Excerpt:
[Cin] wildest dreams: stream-copy and/or skipping avoidable pixel format conversions

Thu Apr 23 22:54:10 CEST 2020

Hi Andrew,

this was way quicker than I expected to get a response :D Please see below
for my interleaved comments.

Am 23.04.20 um 16:45 schrieb Andrew Randrianasulu:
> В сообщении от Thursday 23 April 2020 13:36:30 Simeon Vc3b6lkel написал(а):
>> Hi all,
>>
>> coming back to cinelerra after a whole decade, I was really surprised
>> finding now even hardware accelerated decoding and encoding implemented...
>> Even though the landscape of cinelerra-forks seems to become increasingly
>> confusing, THANK YOU, to all who contributed in the last years and of
>> course especially to Adam, Einar and William for their tireless commitment!
>>
>>
>> With this mail I want to put forward two ideas, or rather wildest dreams,
>> how cinelerra could improve performance considerably in cases where little
>> (or rather: "nothing") is to be done to the input video frames.
>>
>>
>>
>> Motivation / Introduction
>>
>> In the last weeks I had to deal a lot with "trivial editing" with long
>> and/or large files: Chopping of a few seconds at the beginning or end,
>> sometimes concatenating two or three takes, removing a constant offset
>> between audio and video. As my videos had a constant group-of-pictures
>> (GOP) length so I knew the position of keyframes and shifting the cuts
>> around by half a GOP was no problem either, I could completely avoid
>> reencoding of the video stream using the command line tool ffmpeg. FFmpeg
>> works perfectly fine for single "trivial edits", but the command (and
>> required filters) becomes admittedly complex as soon as multiple edits have
>> to be made.
>>
>>
>>
>> Stream copying
>>
>> So in my wildest dreams I dreamed of good old cinelerra learning how to do
>> stream-copying (read up on ffmpeg's -c:v copy and -c:a copy if you are not
>> familiar with that concept!). As stream-copying does not require to decode
>> the input, the achievable speed is typically bound by the disk IO -- it can
>> be as fast as your SSD-Raid at nearly negligible CPU cost.
>>
>> Please note that stream-copying per definition only works if the packets
>> from the input are not to be altered at all and the output stream has
>> exactly the same encoding settings [1]. Only the container format would be
>> allowed to be different, as long as it can carry the unmodified stream.

Given problem: Summarize the message about stream-copying in cinelerra in two sentences. The listing after the message plays no part in this.

Information shown:
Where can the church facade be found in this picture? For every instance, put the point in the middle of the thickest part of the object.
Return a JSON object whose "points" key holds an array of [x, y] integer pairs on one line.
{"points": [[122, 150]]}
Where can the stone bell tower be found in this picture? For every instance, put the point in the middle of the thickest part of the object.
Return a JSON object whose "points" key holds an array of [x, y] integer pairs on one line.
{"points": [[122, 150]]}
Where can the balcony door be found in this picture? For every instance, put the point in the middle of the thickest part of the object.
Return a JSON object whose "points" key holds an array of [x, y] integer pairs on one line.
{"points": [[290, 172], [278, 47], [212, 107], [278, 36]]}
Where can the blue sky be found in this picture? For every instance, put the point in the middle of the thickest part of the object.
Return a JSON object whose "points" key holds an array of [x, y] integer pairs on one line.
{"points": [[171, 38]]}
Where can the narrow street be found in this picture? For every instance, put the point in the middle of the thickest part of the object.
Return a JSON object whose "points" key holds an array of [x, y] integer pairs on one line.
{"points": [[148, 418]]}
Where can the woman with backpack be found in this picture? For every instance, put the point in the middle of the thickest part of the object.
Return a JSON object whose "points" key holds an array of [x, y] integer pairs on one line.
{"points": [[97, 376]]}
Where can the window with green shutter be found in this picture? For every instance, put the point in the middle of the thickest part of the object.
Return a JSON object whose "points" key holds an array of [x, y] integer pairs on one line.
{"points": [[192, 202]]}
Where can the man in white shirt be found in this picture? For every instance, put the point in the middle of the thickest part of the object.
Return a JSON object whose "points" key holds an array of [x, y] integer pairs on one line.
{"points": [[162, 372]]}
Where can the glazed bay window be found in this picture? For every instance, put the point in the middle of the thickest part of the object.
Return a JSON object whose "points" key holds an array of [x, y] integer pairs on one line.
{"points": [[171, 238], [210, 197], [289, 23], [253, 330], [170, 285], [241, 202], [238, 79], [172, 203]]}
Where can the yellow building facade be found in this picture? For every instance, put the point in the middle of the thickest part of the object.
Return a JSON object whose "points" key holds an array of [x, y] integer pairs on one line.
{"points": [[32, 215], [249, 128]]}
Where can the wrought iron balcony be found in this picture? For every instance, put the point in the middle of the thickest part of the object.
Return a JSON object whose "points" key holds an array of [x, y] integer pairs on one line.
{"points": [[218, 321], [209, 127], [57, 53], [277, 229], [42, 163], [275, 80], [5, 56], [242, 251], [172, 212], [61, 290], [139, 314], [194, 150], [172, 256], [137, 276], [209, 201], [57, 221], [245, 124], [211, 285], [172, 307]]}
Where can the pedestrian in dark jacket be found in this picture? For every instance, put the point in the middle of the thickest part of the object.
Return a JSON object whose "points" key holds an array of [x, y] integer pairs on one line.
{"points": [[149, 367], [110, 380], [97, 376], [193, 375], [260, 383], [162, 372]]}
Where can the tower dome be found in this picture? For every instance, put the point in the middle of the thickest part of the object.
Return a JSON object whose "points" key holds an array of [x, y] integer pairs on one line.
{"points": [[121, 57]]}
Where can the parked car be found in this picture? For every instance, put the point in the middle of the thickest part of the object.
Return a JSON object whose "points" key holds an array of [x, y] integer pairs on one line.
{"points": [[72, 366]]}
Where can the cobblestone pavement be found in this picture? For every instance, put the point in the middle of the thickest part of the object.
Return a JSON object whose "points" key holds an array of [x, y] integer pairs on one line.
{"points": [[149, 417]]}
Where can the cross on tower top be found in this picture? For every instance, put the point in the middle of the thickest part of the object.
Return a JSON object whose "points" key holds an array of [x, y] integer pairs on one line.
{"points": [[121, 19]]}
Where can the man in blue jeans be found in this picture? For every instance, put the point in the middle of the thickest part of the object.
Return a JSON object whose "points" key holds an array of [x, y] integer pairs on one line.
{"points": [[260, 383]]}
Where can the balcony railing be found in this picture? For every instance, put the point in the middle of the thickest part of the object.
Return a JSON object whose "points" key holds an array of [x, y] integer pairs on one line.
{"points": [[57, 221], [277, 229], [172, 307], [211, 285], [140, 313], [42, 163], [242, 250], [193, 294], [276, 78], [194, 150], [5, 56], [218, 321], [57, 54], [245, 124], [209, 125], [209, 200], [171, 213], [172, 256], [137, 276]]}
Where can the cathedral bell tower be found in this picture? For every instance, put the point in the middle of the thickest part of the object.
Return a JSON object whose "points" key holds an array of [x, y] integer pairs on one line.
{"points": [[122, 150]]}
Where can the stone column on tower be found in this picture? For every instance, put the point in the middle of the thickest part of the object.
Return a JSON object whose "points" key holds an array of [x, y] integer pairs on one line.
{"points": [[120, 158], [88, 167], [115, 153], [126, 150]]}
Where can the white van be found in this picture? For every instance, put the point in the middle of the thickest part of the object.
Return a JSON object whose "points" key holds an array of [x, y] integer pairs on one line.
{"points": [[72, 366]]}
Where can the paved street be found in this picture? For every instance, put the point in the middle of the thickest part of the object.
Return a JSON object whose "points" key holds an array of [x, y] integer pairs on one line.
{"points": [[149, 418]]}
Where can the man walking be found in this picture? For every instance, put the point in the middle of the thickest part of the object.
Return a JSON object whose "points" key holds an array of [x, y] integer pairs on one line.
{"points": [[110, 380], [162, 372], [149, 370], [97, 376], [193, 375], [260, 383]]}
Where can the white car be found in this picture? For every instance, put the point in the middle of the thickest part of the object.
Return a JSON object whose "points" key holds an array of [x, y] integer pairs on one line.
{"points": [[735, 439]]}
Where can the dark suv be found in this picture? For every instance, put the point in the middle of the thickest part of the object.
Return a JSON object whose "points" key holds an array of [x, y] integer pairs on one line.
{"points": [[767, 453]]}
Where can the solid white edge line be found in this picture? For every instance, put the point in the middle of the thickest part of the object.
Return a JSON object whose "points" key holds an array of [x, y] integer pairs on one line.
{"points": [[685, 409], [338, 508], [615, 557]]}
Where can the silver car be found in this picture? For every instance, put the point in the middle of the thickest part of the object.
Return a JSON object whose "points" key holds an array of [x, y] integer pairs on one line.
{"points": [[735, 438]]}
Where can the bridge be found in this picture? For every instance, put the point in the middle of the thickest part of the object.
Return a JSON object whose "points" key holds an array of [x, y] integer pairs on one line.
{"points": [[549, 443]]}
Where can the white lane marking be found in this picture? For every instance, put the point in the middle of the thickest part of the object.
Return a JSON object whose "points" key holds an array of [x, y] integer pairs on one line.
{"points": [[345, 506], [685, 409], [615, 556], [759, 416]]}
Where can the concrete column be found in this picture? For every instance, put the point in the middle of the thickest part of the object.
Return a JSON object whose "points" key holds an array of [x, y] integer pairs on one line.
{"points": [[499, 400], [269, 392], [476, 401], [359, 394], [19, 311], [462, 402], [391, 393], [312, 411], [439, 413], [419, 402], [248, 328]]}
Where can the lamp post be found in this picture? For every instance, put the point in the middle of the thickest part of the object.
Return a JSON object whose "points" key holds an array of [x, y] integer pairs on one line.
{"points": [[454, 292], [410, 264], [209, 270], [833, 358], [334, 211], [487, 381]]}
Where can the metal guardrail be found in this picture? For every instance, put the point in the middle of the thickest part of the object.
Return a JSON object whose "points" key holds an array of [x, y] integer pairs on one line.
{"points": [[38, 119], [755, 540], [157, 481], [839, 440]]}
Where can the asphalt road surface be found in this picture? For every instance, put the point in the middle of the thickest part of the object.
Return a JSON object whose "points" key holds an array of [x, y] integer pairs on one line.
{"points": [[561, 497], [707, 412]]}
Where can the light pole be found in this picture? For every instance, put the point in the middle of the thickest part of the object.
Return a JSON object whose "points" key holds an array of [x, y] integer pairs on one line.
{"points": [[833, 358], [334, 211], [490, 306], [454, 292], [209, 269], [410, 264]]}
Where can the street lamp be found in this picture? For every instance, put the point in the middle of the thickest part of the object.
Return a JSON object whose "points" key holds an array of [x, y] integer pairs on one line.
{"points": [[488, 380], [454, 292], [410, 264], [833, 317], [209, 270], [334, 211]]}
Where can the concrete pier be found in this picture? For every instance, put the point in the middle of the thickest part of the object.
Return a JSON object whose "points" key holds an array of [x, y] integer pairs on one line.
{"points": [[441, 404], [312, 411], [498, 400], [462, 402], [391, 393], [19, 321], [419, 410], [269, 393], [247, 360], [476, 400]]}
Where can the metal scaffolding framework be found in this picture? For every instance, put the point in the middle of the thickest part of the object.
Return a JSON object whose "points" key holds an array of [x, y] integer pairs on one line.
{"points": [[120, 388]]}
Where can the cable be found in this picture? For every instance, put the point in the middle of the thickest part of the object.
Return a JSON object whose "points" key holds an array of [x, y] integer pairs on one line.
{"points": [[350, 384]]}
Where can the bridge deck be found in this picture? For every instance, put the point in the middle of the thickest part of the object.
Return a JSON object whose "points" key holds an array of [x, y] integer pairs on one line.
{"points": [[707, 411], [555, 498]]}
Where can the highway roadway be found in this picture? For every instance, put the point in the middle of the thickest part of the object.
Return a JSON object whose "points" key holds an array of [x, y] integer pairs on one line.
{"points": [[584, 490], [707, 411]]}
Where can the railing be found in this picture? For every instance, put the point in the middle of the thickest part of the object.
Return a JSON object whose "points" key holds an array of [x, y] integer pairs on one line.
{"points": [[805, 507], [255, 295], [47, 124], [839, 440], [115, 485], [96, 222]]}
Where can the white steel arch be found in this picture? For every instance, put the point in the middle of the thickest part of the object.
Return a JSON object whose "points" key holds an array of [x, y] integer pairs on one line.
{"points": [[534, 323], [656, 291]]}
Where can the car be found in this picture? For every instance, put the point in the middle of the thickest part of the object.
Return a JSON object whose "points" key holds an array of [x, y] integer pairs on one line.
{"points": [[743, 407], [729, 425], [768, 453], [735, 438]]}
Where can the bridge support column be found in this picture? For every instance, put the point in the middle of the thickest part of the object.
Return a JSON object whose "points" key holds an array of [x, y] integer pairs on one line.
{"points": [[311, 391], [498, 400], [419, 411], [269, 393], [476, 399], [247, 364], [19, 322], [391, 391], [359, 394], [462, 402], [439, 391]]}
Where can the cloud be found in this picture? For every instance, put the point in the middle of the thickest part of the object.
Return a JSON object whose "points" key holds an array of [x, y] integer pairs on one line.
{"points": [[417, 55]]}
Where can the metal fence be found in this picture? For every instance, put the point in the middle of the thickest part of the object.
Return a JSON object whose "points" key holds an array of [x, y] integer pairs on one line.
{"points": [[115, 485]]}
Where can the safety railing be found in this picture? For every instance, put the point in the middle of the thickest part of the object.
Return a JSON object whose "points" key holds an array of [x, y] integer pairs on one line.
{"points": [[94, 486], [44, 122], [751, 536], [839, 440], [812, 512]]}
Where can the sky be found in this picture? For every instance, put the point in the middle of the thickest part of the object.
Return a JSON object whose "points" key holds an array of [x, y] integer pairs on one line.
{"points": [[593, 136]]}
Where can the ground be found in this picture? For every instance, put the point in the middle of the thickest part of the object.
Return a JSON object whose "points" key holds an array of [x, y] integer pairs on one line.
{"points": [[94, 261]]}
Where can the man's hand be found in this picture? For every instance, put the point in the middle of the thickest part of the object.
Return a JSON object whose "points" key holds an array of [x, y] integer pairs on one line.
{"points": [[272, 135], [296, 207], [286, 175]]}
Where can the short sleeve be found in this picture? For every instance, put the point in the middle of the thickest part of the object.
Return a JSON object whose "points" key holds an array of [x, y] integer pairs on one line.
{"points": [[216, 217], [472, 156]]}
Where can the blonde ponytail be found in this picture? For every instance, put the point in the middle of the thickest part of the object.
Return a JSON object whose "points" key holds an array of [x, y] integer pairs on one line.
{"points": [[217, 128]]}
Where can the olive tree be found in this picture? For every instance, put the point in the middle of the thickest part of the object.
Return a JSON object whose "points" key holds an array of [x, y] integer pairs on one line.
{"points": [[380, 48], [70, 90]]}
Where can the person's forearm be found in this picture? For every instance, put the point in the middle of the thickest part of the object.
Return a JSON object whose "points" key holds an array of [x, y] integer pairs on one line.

Written response: After a decade away from cinelerra, the writer proposes ways it could run much faster when little or nothing needs to be done to the input video frames, drawing on trivial edits of long files that ffmpeg handled without reencoding but only through increasingly complex commands once several edits were involved. The first idea is for cinelerra to support stream-copying, which skips decoding so speed is limited mainly by disk IO, though it works only when the packets stay unaltered and the output keeps exactly the same encoding settings, with only the container allowed to change.